■ What you need to do
A: In the Entz v. Standard Insurance Company case summary, what illness was Entz diagnosed with in 2014?
B: Write the next part of the Entz v. Standard Insurance Company case summary, picking up after its final sentence.
*** Text provided ***
“Entz V. Standard Insurance Company”
Entz v. Standard Ins. Co., No. EDCV19402JGBSHKX, 2020 WL 5496072 (C.D. Cal. Sept. 11, 2020)
Tisha Entz, was member of the California Teachers Association and participant in the in the California Teachers Association Economic Benefits Trust, which provided Long Term Disability (“LTD”) benefits insured by Standard Insurance Company (“Standard”).
Prior to her disability, Entz worked as an elementary school teacher for 20 years. For years, she worked despite symptoms including fatigue, headache, muscle cramping, palpitations, and cognitive problems. In 2014, Entz was diagnosed with Chronic Lyme Disease and continued working through the 2014/2015 school year while undergoing treatment, which included antibiotic infusions using a peripherally inserted central catheter (PICC line) installed in her arm. She was unable to return to teaching duties for the 2015-2016 school year due to exhaustion, pain, nausea, bladder/bowel incontinence, and general malaise, among other symptoms. Entz applied for LTD benefits from Standard, and disability retirement benefits under the California State Teachers’ Retirement System (“CalSTRS”). Entz’ was awarded CalSTRS disability retirement benefits, but was denied LTD benefits by Standard, even though the requirements for benefits under CalSTRS are much harder to meet than those of Standard’s LTD Policy. Entz appealed the denial of her claim for LTD benefits, but Standard upheld its denial.
We filed suit against Standard on behalf of Entz, seeking LTD benefits and a declaration from the court that her Complaint was timely.
*** End of Text provided ***
*** Extracted entries ***
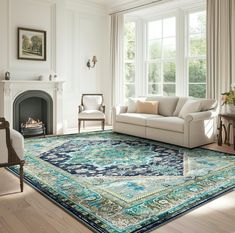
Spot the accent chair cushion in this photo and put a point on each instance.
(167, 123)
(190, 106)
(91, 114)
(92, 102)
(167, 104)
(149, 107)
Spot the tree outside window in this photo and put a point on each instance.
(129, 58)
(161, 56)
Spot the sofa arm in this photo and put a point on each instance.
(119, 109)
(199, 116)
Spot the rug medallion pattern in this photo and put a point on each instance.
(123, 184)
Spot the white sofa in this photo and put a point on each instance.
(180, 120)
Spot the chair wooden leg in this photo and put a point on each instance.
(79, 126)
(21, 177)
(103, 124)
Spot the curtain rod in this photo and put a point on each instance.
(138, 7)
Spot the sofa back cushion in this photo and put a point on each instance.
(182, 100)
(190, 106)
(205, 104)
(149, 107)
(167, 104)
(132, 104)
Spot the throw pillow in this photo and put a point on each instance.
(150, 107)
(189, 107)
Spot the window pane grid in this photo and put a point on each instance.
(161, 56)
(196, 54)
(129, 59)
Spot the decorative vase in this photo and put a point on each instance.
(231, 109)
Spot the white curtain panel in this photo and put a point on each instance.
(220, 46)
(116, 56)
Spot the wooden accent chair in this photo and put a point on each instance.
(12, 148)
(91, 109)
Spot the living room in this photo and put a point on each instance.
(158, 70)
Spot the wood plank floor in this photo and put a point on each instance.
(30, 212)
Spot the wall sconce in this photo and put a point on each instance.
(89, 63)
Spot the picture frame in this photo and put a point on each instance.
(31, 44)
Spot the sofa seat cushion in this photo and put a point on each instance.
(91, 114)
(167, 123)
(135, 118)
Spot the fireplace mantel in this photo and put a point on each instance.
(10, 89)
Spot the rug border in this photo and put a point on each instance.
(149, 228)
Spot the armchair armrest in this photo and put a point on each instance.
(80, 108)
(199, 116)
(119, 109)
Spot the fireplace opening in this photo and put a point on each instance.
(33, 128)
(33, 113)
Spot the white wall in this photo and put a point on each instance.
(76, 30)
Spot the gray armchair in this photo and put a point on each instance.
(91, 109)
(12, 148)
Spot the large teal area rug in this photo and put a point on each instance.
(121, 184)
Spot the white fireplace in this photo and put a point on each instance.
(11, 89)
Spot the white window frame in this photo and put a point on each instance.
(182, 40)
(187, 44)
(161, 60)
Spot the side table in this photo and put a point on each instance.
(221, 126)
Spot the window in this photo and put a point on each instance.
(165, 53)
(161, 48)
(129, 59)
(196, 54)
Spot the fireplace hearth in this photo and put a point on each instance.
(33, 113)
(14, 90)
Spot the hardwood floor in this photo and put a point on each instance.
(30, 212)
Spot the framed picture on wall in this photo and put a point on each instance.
*** End of Extracted entries ***
*** Extracted entries ***
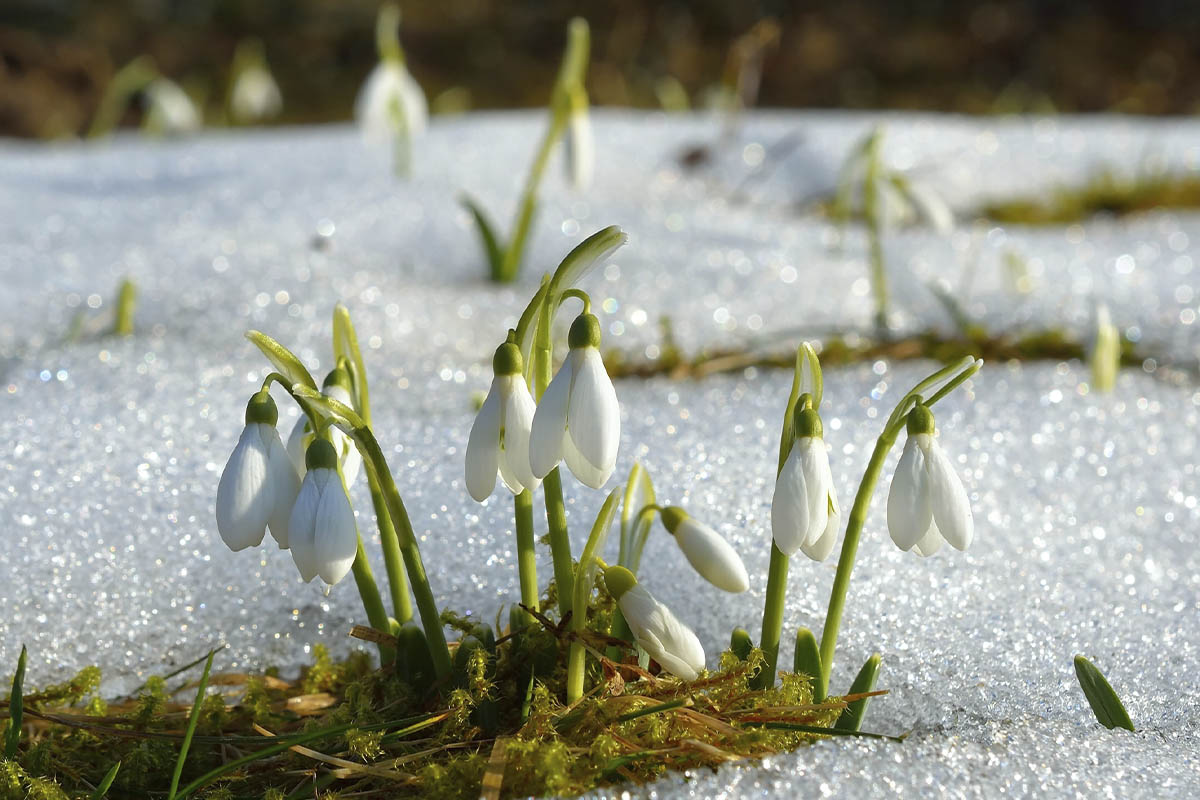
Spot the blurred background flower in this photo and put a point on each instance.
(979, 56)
*** End of Extracted entries ***
■ Task results
A: Chronic Lyme Disease.

B:
In the Complaint, we asserted various violations of ERISA. Specifically, that Standard breached its fiduciary duties when it denied Entz’ LTD claim, when it failed to apply the correct standard of disability by refusing to consider whether Entz could perform her own occupation with “reasonable continuity,” and when it refused to share peer review reports obtained by Standard, for comment before it issued its final denial. Standard argued that Entz’ Complaint was untimely, and that it had acted properly in all matters, included making the decisions to deny Plaintiff’s LTD benefits and deny her appeal of that decision.
After a bench trial, Judgment was entered in Entz’ favor.
The Court agreed with us that Entz’ Complaint was timely, adopting our interpretation of the Policy’s contractual limitations provision, and also agreeing that Standard’s failure to notify Entz of the applicable limitation period constituted a breach of fiduciary duty precluding reliance upon the limitation period.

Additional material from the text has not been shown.